▶ Instructions for the task
With the exception of the pictures, write out the data below precisely.

(Available data)

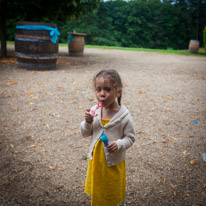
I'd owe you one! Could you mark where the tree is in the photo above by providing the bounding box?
[0,0,100,57]
[0,0,7,57]
[172,0,206,46]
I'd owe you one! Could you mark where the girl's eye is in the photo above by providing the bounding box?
[96,88,101,92]
[105,88,111,92]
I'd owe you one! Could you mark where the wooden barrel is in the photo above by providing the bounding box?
[15,21,59,70]
[68,33,86,56]
[188,40,199,53]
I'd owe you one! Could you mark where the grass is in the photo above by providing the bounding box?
[7,41,15,45]
[7,41,206,56]
[60,43,206,56]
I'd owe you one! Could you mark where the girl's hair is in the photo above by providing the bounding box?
[93,69,123,105]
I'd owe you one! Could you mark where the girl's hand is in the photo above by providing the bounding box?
[85,108,93,123]
[107,141,118,153]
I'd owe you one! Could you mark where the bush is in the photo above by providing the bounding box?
[92,37,121,47]
[204,27,206,52]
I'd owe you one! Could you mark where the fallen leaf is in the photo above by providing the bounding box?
[191,115,198,120]
[32,95,39,100]
[69,128,78,130]
[24,135,33,138]
[28,144,38,148]
[190,160,197,165]
[88,98,95,102]
[17,168,23,173]
[56,86,65,90]
[12,107,19,112]
[57,58,71,66]
[43,124,50,128]
[184,192,189,197]
[56,185,64,189]
[25,101,34,105]
[74,146,83,148]
[136,131,144,134]
[5,178,11,183]
[78,184,85,187]
[48,166,58,171]
[180,176,189,179]
[171,137,178,141]
[138,90,144,94]
[82,155,87,160]
[25,90,35,95]
[0,57,17,64]
[159,154,166,158]
[162,139,172,143]
[144,137,152,140]
[5,80,16,86]
[187,135,194,138]
[182,150,187,156]
[10,144,14,148]
[170,183,175,189]
[4,94,12,98]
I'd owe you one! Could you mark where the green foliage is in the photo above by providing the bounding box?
[204,27,206,52]
[3,0,206,50]
[0,0,100,57]
[56,0,206,49]
[1,0,100,22]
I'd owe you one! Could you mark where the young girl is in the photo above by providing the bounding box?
[80,69,135,206]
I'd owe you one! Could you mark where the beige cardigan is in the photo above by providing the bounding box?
[80,105,135,167]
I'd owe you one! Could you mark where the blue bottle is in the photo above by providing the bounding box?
[100,133,110,146]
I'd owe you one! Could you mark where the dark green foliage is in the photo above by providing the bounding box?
[204,27,206,52]
[0,0,100,57]
[4,0,206,50]
[55,0,206,49]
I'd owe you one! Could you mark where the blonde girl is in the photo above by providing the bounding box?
[80,69,135,206]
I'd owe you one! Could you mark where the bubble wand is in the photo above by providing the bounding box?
[89,102,103,117]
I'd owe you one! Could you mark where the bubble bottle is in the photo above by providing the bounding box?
[100,133,110,147]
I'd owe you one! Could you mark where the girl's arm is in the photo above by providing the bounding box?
[116,116,135,151]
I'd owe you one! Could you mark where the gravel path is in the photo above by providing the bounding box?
[0,46,206,205]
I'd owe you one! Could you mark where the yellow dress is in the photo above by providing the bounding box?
[85,118,126,206]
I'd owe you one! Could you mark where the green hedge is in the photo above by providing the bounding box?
[204,27,206,52]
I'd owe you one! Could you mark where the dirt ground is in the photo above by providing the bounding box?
[0,45,206,206]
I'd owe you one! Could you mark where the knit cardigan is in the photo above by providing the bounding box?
[80,104,135,167]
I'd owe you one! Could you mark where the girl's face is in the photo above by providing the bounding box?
[95,77,121,108]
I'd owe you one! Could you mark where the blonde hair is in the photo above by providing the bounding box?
[93,69,123,105]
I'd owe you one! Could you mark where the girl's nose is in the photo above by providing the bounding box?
[100,90,105,96]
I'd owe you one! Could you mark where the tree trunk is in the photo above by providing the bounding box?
[0,0,7,58]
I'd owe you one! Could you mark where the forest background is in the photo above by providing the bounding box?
[4,0,206,50]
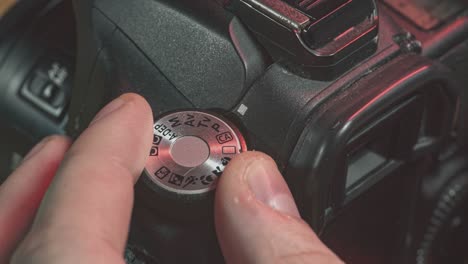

(End Available data)

▶ Answer below
I'd owe you one! Could you mark where the tree is in the photo above by providing the bounding box?
[0,0,100,57]
[0,0,7,57]
[172,0,206,46]
I'd owe you one! Could you mark where the girl's eye is in the photo above by providing the bounding box?
[96,88,101,92]
[105,88,111,92]
I'd owe you one! Could you mark where the wooden barrel is in the photo above by providing the bounding box?
[15,21,59,70]
[68,33,86,56]
[188,40,199,53]
I'd owe you one! Could you mark where the grass is in the photo above by providing the bounding box?
[7,41,15,45]
[7,41,206,56]
[60,43,206,56]
I'd owe you one! Could you mark where the girl's hair is in the photo above by providing the bounding box?
[93,69,123,105]
I'd owe you one! Could you mark where the girl's hand is in the photo above by providing the bounding box?
[85,108,93,123]
[107,141,118,153]
I'd owe you one! Could you mark where the bush is in the photo above by providing the bounding box?
[92,37,121,47]
[204,27,206,52]
I'd owe you one! Could you mark where the fallen leaf is in the photo above by providing the bounding box?
[191,115,198,120]
[32,95,39,100]
[69,128,78,130]
[24,135,33,138]
[28,144,38,148]
[190,160,197,165]
[88,98,95,102]
[17,168,23,173]
[56,86,65,90]
[12,107,19,112]
[57,58,71,66]
[43,124,50,128]
[184,192,189,197]
[56,185,64,189]
[25,101,34,105]
[74,146,83,148]
[136,131,144,134]
[5,178,11,183]
[78,184,85,187]
[48,166,58,171]
[180,176,189,179]
[171,137,178,141]
[138,90,144,94]
[82,155,87,160]
[25,90,35,95]
[0,57,17,64]
[159,154,166,158]
[162,139,172,143]
[144,137,152,140]
[5,80,16,86]
[187,135,194,138]
[182,150,187,156]
[10,144,14,148]
[170,183,175,189]
[4,94,12,98]
I'd owe you one! Could you mark where the green foliage is in the photo above by providing the bounding box?
[204,27,206,52]
[3,0,206,50]
[0,0,100,57]
[56,0,206,49]
[1,0,100,22]
I'd owe you one! Could you mark where the young girl is in the photo above by providing the bounding box?
[80,69,135,206]
I'd owe you one! Could you mark where the beige cardigan is in the photo above by providing the bounding box?
[80,105,135,167]
I'd owe you one! Could you mark where the blue bottle is in the photo above by providing the bounding box?
[100,133,110,146]
I'd owe you one! Could you mark where the dark green foliage is in the photo above by providing the bounding box?
[204,27,206,52]
[0,0,100,57]
[4,0,206,50]
[55,0,206,49]
I'd owe you one! Could you mark where the blonde girl is in the photo above by providing the bounding box?
[80,69,135,206]
I'd owe you one! Could you mark where the bubble wand is in the photo above by providing the bounding box?
[89,102,103,117]
I'd owe you one! Could you mark where the bubble bottle is in the photo above by providing the bounding box?
[100,133,110,147]
I'd owe you one! Could you mark where the girl's arm is in the photo above by providing the bounding box?
[116,116,135,151]
I'd owe you one! Could you mark where the gravel path is in the photo above by providing the bounding box?
[0,46,206,205]
I'd owe you one! Could you mark where the yellow dress is in the photo above by providing the bounding box?
[85,118,126,206]
I'd owe you one! Could you mark where the green hedge is in the photo above by providing the bounding box?
[204,27,206,52]
I'd owe you one! Could you mark where the dirt ground is in the photo above by providing the bounding box?
[0,45,206,206]
I'd owe you one! Could you mark where the knit cardigan is in the photo above by providing the bounding box?
[80,104,135,167]
I'd owe you one! Could you mark where the girl's face is in the photo above by providing the bounding box?
[95,77,121,108]
I'd owe you one! Could you mark where the blonde hair is in the photo above by providing the bounding box?
[93,69,123,105]
I'd owe you one! Could you mark where the girl's nose is in the photo above by providing the bounding box?
[100,90,105,96]
I'd owe you one! Could you mark where the tree trunk is in the photo above by providing the bounding box?
[0,0,7,58]
I'd owe you one! Could you mark where the forest background is in the photo above by providing the bounding box?
[4,0,206,50]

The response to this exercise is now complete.